▶ [INFORMATION SUPPLIED]
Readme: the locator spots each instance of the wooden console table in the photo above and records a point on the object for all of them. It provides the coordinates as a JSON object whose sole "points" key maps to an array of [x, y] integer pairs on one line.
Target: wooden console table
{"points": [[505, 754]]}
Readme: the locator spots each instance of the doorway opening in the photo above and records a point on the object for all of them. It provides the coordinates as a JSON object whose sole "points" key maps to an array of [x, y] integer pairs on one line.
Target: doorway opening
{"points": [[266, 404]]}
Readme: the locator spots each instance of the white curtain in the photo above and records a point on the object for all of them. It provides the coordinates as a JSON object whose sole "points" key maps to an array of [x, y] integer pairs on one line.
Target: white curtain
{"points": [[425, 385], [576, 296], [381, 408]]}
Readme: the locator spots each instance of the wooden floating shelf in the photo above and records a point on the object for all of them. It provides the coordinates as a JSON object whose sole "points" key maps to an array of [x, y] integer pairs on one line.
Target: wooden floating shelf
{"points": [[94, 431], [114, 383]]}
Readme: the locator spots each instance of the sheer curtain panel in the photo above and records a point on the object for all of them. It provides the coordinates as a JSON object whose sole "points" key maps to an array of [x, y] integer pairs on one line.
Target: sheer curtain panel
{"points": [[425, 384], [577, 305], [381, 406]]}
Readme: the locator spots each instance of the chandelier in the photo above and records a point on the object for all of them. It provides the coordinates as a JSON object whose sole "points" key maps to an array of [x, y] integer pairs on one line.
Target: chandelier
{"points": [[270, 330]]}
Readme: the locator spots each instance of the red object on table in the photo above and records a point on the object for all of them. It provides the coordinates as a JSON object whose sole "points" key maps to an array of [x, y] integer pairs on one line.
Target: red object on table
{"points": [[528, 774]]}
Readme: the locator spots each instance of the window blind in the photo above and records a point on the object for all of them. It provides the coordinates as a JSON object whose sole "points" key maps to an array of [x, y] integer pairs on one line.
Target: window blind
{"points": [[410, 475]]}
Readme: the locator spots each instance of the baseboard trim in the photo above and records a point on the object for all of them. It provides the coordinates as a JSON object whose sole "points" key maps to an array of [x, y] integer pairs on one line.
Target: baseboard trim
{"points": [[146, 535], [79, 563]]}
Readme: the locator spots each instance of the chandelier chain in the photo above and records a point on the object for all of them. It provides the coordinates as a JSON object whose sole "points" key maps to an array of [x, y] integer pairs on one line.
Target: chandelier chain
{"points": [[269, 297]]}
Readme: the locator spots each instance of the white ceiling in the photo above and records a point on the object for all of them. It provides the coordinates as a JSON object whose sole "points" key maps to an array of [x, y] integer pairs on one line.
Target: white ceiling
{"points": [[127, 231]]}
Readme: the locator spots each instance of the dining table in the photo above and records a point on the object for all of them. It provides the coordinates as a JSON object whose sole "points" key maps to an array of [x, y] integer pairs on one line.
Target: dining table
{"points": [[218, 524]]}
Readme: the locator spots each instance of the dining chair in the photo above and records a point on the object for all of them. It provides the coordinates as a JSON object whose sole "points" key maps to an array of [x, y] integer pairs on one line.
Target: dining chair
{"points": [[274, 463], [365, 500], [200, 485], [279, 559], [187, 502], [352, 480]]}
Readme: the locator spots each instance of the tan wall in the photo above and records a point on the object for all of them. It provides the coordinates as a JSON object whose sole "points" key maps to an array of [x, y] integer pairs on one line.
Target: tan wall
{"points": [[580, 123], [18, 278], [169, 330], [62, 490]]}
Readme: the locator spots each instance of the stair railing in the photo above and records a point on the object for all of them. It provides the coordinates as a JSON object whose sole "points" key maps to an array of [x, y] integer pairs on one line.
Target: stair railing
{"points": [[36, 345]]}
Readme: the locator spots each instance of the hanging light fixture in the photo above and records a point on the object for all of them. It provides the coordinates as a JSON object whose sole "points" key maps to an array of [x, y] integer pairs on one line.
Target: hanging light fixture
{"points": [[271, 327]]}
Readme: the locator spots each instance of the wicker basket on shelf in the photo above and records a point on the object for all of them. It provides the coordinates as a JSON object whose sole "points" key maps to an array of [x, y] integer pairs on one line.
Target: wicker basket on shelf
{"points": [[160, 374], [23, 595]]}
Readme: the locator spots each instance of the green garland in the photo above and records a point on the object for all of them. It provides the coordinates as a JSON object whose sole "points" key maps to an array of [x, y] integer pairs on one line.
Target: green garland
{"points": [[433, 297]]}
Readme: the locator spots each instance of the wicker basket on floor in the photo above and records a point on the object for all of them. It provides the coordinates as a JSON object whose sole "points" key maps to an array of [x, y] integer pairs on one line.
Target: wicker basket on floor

==

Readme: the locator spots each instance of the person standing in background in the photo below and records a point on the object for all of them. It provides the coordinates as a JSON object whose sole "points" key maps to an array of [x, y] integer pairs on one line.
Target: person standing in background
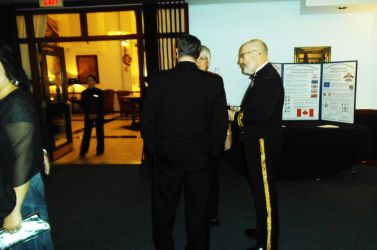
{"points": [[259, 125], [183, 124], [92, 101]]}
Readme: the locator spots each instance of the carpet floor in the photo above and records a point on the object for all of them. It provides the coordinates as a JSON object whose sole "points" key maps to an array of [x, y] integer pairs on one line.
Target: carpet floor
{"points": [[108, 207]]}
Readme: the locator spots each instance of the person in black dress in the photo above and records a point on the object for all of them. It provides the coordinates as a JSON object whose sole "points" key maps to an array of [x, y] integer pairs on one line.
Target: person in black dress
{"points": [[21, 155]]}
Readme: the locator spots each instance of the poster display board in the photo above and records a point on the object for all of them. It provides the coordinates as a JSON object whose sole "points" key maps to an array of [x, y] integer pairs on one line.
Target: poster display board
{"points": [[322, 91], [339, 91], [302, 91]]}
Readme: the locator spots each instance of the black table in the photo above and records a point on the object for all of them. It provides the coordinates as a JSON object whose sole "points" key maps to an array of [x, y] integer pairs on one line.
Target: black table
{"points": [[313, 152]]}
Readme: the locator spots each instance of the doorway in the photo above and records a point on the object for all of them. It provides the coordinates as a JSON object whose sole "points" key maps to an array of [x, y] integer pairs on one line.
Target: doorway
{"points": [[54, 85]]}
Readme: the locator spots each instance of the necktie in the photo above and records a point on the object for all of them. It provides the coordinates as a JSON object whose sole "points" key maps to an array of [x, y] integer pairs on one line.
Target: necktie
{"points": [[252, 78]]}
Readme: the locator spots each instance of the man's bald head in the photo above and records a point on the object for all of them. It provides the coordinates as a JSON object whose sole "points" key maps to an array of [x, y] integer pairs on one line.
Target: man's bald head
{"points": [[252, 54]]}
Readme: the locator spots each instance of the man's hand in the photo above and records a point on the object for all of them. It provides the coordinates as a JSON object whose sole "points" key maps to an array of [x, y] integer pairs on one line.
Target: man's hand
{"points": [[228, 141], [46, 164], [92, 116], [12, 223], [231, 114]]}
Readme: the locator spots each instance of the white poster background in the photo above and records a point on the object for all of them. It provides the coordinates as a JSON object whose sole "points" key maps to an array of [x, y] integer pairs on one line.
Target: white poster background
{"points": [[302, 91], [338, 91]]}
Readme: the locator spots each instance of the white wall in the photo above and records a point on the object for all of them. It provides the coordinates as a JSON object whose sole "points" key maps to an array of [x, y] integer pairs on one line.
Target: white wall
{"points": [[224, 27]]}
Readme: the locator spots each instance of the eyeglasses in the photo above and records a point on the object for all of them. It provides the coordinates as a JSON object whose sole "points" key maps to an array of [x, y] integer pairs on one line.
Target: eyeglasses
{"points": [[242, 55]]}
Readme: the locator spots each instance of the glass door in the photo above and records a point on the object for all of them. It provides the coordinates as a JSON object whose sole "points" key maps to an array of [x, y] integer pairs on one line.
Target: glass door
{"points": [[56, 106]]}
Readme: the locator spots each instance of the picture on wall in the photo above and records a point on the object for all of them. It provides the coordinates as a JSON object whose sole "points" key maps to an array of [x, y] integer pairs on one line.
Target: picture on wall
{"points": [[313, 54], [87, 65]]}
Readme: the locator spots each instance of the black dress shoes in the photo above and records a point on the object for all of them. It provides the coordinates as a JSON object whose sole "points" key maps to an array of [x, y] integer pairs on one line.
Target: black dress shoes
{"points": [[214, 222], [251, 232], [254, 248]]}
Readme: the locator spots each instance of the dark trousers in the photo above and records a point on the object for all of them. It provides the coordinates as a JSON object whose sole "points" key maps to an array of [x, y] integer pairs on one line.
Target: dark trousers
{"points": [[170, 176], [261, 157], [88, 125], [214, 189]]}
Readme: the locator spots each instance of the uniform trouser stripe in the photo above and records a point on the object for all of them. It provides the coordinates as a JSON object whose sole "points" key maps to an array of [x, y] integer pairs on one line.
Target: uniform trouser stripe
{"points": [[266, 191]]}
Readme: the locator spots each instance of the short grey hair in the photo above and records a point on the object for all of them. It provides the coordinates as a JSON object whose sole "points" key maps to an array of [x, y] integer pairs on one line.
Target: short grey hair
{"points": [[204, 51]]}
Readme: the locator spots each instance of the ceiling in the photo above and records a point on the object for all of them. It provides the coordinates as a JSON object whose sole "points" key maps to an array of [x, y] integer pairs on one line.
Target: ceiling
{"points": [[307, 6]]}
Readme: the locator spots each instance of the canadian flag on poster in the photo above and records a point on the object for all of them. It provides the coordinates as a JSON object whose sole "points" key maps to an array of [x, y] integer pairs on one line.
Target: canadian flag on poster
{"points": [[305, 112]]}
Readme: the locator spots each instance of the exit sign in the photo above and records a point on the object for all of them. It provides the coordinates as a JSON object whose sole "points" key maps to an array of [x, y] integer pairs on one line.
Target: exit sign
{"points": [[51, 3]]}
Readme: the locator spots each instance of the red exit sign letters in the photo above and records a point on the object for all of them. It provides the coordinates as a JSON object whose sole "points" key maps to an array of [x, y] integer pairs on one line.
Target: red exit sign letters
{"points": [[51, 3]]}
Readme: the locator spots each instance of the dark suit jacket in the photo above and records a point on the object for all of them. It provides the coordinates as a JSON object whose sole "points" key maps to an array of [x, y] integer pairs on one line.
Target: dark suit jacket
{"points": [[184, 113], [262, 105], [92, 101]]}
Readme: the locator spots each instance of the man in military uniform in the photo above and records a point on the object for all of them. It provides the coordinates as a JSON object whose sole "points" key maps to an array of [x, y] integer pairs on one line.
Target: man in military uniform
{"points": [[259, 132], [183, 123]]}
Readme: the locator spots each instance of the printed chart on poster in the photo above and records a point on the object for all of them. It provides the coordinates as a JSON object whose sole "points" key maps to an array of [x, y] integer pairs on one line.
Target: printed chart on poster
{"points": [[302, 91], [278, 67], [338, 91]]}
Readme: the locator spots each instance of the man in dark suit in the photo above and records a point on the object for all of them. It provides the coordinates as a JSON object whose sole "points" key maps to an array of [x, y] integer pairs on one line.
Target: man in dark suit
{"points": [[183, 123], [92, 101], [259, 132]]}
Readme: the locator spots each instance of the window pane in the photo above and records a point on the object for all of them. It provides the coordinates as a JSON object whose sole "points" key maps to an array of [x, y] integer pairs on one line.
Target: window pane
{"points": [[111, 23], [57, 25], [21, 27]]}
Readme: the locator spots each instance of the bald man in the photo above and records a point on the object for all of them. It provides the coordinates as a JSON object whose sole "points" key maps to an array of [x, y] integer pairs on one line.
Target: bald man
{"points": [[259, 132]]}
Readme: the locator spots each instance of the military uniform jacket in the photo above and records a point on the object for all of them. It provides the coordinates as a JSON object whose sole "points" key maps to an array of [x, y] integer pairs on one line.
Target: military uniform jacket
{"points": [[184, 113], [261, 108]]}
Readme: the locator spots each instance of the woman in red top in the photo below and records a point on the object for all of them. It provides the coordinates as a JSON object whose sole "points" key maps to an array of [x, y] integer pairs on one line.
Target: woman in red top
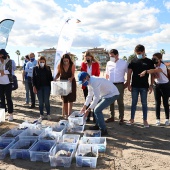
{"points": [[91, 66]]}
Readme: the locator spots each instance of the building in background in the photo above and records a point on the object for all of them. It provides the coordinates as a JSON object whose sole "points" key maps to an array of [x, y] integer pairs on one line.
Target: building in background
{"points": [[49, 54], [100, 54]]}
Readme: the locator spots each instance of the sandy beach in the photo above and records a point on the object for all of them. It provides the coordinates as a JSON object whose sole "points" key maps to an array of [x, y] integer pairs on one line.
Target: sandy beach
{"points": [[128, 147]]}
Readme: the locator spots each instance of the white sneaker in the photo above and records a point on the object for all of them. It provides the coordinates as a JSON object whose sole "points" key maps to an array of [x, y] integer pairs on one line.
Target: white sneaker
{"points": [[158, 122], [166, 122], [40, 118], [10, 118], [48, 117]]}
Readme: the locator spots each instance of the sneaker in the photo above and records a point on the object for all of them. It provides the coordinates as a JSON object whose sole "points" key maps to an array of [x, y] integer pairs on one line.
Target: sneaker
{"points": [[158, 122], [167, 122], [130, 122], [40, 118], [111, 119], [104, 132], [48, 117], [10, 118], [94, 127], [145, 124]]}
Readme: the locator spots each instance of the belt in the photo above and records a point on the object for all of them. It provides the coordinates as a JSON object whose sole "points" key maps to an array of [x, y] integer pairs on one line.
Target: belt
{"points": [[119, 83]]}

▶ [YOUR INSTRUCTIONS] Reproduce, word for word and in full, only the lines above that start at the line with "Target: red exit sign letters" and run through the line with "Readme: the locator spots each instance of the dark suit", both ends included.

▶ [ANSWER BOX]
Target: red exit sign letters
{"points": [[51, 3]]}
Readme: the locator spots each instance of the dark suit jacket in the photo above and records a point on the object for all of them. It provides the coordinates as a JSON object whose sole "points" key maps to an array of [x, y] integer pairs on one line.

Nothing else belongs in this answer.